STUDY MATERIAL START
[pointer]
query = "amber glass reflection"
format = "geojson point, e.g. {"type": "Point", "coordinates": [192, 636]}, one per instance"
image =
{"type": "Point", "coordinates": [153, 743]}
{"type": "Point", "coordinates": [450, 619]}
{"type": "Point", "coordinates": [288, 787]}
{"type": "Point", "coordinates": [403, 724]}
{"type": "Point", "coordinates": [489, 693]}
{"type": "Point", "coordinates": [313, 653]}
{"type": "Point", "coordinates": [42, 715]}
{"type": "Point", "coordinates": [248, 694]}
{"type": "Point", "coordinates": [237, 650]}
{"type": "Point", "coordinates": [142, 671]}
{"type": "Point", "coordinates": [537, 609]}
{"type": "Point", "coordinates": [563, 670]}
STUDY MATERIAL END
With nothing left out, transcribe the records above exactly.

● SOLUTION TO THIS TASK
[pointer]
query = "amber glass reflection"
format = "geojson point, e.g. {"type": "Point", "coordinates": [192, 636]}, one per instance"
image =
{"type": "Point", "coordinates": [153, 743]}
{"type": "Point", "coordinates": [450, 619]}
{"type": "Point", "coordinates": [288, 787]}
{"type": "Point", "coordinates": [403, 724]}
{"type": "Point", "coordinates": [489, 693]}
{"type": "Point", "coordinates": [313, 653]}
{"type": "Point", "coordinates": [42, 715]}
{"type": "Point", "coordinates": [248, 694]}
{"type": "Point", "coordinates": [237, 650]}
{"type": "Point", "coordinates": [142, 671]}
{"type": "Point", "coordinates": [537, 609]}
{"type": "Point", "coordinates": [563, 670]}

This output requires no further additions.